Task item: All of the data should be output character for character, except the pictures.

Records provided:
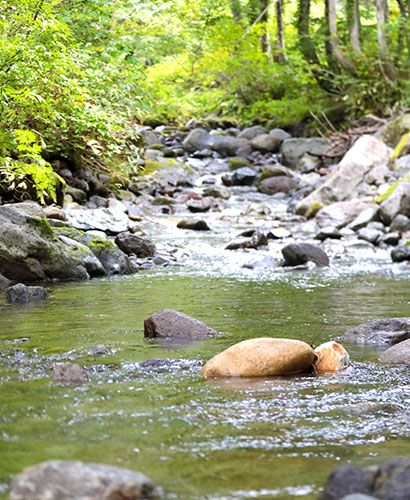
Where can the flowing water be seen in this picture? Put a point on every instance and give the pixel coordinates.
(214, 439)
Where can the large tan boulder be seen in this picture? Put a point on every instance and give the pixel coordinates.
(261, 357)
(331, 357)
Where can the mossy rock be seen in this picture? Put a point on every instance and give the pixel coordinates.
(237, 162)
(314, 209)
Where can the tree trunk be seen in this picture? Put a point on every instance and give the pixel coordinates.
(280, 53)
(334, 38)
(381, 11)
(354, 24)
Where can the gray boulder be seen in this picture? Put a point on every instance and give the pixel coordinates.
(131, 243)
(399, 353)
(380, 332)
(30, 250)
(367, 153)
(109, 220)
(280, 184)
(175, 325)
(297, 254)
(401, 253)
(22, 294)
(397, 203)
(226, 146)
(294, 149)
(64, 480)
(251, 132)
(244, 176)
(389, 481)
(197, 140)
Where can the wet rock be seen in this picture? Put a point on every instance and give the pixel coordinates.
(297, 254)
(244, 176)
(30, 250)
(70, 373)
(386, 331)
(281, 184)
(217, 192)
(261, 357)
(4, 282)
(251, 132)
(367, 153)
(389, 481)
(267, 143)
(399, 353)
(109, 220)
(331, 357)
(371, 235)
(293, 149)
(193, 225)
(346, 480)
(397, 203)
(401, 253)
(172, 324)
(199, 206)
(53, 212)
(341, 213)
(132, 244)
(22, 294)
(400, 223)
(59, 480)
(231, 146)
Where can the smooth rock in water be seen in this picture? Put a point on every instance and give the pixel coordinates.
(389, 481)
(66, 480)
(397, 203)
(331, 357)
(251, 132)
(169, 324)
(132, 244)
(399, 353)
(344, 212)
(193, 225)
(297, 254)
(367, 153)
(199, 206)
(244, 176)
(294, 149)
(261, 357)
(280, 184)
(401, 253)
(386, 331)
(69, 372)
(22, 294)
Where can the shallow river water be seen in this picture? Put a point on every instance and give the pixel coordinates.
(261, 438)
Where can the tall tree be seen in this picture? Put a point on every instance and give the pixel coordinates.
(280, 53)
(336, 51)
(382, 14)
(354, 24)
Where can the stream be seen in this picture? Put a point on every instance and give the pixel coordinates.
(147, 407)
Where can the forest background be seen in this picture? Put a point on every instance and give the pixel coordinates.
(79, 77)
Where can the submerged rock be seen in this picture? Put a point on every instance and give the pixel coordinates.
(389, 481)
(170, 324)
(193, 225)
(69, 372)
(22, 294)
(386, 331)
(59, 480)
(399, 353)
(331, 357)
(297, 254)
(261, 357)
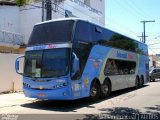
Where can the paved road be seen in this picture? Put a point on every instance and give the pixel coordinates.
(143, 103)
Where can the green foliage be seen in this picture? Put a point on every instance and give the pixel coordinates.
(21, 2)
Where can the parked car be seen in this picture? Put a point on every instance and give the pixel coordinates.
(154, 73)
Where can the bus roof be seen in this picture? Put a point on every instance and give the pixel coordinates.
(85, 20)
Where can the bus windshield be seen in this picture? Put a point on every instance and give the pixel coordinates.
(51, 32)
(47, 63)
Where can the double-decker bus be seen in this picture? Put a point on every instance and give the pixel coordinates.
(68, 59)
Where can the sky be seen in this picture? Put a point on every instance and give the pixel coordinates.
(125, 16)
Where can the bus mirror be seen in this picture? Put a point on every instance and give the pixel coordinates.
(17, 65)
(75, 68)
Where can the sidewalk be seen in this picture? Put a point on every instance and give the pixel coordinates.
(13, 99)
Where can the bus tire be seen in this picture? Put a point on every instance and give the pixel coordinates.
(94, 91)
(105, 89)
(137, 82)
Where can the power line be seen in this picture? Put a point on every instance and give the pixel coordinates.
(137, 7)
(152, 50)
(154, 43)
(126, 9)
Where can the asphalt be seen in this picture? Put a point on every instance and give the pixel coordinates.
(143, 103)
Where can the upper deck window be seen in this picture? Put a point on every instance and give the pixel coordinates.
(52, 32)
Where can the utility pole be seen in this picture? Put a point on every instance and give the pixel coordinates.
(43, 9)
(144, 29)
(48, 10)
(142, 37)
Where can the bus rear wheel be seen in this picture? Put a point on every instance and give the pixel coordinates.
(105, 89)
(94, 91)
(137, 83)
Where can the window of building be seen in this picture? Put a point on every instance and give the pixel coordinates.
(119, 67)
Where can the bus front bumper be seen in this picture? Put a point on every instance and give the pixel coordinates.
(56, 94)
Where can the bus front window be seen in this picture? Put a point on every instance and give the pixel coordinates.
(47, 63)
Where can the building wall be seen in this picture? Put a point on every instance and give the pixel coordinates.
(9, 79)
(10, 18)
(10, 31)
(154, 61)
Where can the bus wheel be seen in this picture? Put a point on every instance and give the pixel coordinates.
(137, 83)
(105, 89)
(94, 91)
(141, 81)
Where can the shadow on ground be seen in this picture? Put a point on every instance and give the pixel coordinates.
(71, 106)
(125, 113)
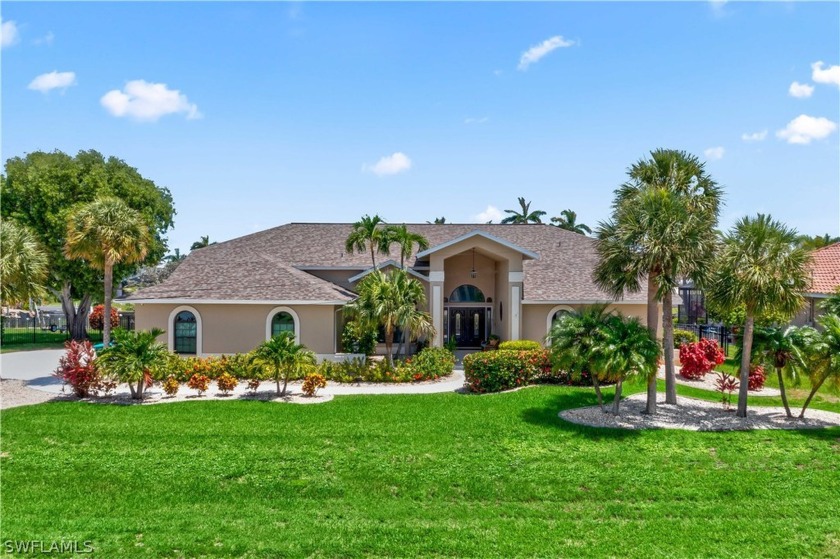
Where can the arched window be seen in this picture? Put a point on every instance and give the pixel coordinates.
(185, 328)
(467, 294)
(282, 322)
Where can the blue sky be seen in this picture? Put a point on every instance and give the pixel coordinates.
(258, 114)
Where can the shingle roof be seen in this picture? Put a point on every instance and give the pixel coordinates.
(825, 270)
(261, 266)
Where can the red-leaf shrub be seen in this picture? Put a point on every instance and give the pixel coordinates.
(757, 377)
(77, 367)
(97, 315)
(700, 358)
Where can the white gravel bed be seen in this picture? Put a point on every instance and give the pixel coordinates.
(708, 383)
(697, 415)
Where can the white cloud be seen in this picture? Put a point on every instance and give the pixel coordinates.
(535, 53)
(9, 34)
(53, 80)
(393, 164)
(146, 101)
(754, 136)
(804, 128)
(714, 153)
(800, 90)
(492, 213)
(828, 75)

Answer to this problem:
Where can the flowing water be seen in this picture? Put a point on every instance and give the pixel coordinates.
(214, 439)
Where can the large tan boulder be seen in this picture? Put a point on every instance and give the pixel coordinates.
(261, 357)
(331, 357)
Where can the mossy rock be seen in this picture? Put a point on every instance and give the pixel coordinates.
(237, 162)
(314, 209)
Where can the tree trunk be seen in this picture? Put a point on every instance and give the pixel coordinates.
(280, 53)
(334, 38)
(381, 11)
(354, 24)
Where can the gray boulder be seen in this picture? Put a point on every instance and give the pixel coordinates.
(131, 243)
(399, 353)
(380, 332)
(30, 250)
(367, 153)
(109, 220)
(280, 184)
(175, 325)
(297, 254)
(401, 253)
(22, 294)
(397, 203)
(226, 146)
(294, 149)
(64, 480)
(251, 132)
(244, 176)
(389, 481)
(197, 140)
Where can the wet rock be seen in this picture? Put a point on every instance and give the pixel coordinates.
(297, 254)
(244, 176)
(30, 250)
(70, 373)
(386, 331)
(281, 184)
(217, 192)
(261, 357)
(4, 282)
(251, 132)
(367, 153)
(389, 481)
(267, 143)
(399, 353)
(109, 220)
(331, 357)
(371, 235)
(293, 149)
(193, 225)
(346, 480)
(397, 203)
(401, 253)
(172, 324)
(199, 206)
(53, 212)
(341, 213)
(132, 244)
(22, 294)
(400, 223)
(59, 480)
(231, 146)
Where can the smooth rock in water be seen in this picture? Put a point on every instance and give the pixel coordinates.
(389, 481)
(66, 480)
(397, 203)
(331, 357)
(251, 132)
(169, 324)
(132, 244)
(399, 353)
(344, 212)
(193, 225)
(297, 254)
(367, 153)
(199, 206)
(244, 176)
(294, 149)
(261, 357)
(280, 184)
(401, 253)
(386, 331)
(69, 372)
(22, 294)
Where can the shallow river water be seen in this picture? Put a point on every instance and give the pixel coordinates.
(261, 438)
Where can the tall tree be seen in this picture? Put a point on every instance and give the pixel coordinates.
(280, 53)
(336, 51)
(382, 14)
(354, 24)
Where can the stream be seen in this picture? Put a point on every instance and give the pixel coordinates.
(147, 407)
Where can the forest background be seen in this picture? Put a point on every instance and give the pixel coordinates.
(79, 77)
Where can the submerged rock be seen in this picture? Put a point on every instance and give the pixel coordinates.
(389, 481)
(170, 324)
(193, 225)
(69, 372)
(22, 294)
(386, 331)
(59, 480)
(399, 353)
(331, 357)
(297, 254)
(261, 357)
Where can the paved road be seen in this picture? Put a point on every instance and give the pixel coordinates.
(143, 103)
Where can the green foliage be seen in this picture? Put a point on every instance and give the pixel coordinates.
(21, 2)
Where can the parked car be seen in this picture? Put a point on every instance and give the pixel coordinates.
(154, 73)
Where can the bus roof be seen in this picture? Put a point on every instance and give the pixel coordinates.
(85, 20)
Where can the bus windshield be seen in this picture? Put a point on every instance and give the pixel coordinates.
(51, 32)
(47, 63)
Where can the double-decker bus be seen in this picture? Put a point on every instance and give the pixel coordinates.
(68, 59)
Where can the sky be seen in this picture? Put a point on every instance and give the pixel coordinates.
(125, 16)
Where can the bus mirror be seen in this picture? Put a point on every instance and give the pixel coordinates.
(17, 65)
(75, 68)
Where can the sidewalk be seen in this picture? Put a point on every instance and give the pixel coordinates.
(13, 99)
Where can the bus tire be seen in this picture? Put a point on every instance and give the pixel coordinates.
(94, 91)
(105, 89)
(137, 82)
Where can the power line be seen in this picture? Put a point on every instance and give the pixel coordinates.
(137, 7)
(152, 50)
(154, 43)
(126, 9)
Where can the asphalt be seen in this picture? Put a point on every instance and give the pixel coordinates.
(143, 103)
Where can the upper deck window be seen in this picture? Put a point on every instance and give the pixel coordinates.
(52, 32)
Where can the utility pole be seen in this picture? Put a point on every instance and give the pixel coordinates.
(43, 9)
(144, 29)
(48, 10)
(142, 37)
Where can the bus rear wheel be seen in this picture? Put a point on every instance and give the pixel coordinates.
(105, 89)
(94, 91)
(137, 83)
Where can the window of building be seen in this picture? Put a point on every instance and give the pixel coordinates.
(119, 67)
Where can the bus front bumper be seen in this picture? Put a point on every instance and give the pixel coordinates.
(56, 94)
Where can the bus front window be seen in this picture? Put a point on every instance and give the pixel coordinates.
(47, 63)
Where can the building wall be seen in this picture? Put a point on every instance and give the pixel coordinates.
(9, 79)
(10, 18)
(10, 31)
(154, 61)
Where can the bus wheel be seen in this picture? Put a point on every instance and give the pixel coordinates.
(137, 83)
(105, 89)
(94, 91)
(141, 81)
Where can the shadow on ground be seen in this picture? Put a point on every instance and give the pixel coordinates.
(71, 106)
(125, 113)
Where can the arched window be seen in this picture? Put a point on every instance and give the pixel coordinates.
(185, 328)
(467, 294)
(282, 322)
Where can the blue sky be seen in this picture? Put a point on every instance and give the pixel coordinates.
(258, 114)
Where can the shingle roof be seen in this picture? Put a point on every instance and give the pixel coordinates.
(825, 270)
(261, 266)
Where can the red-leaf shrub be seen in this picture? Put a point on every instance and give the pixel coordinates.
(757, 377)
(77, 367)
(97, 315)
(700, 358)
Where can the white gravel bed be seen in this picture? Put a point on every instance and give the pixel coordinates.
(708, 383)
(697, 415)
Where can the white cloud be seen in this picture? Put a point on every instance and give the pixel coordinates.
(535, 53)
(9, 34)
(53, 80)
(393, 164)
(146, 101)
(754, 136)
(804, 128)
(714, 153)
(800, 90)
(492, 213)
(828, 75)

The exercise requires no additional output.